Excerpt to read

At the beginning of this year I made a resolution to pledge a lot more daylogs -- like once a week at least. Now I'm worrying that I'm posting more daylogs than anything else. Almost makes me want to stop doing them just so I'll be motivated to return that writing energy to fictional stories and factual --um, thingees. On the other hand, sometimes I wonder if one day it will all suddenly and without warning disappear. After all, the Internet provides a boggling array of outlets for any person desirous of sharing their talent (or what they think they have of it), thoughts, ideas, conceptions, even straight up brain farts. The degrees of variance amongst these fora are myriad and endlessly fascinating.

Raw records
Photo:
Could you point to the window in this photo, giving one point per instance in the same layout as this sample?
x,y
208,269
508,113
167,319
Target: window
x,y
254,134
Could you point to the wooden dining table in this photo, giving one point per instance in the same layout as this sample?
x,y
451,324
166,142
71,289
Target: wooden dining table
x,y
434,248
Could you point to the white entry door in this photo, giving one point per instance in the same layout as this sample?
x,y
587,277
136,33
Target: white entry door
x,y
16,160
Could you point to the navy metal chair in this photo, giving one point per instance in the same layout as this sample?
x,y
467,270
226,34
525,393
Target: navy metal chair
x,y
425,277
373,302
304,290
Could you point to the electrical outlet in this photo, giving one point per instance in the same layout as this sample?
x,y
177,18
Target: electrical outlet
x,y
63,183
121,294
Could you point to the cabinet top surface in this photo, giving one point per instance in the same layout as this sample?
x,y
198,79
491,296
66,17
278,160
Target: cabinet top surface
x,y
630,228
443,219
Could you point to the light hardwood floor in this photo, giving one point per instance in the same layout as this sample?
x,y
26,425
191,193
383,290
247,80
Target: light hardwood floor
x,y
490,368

Work to be completed
In the post about daylogs, how often did the writer resolve at the beginning of the year to do them?

Full output
At least once a week.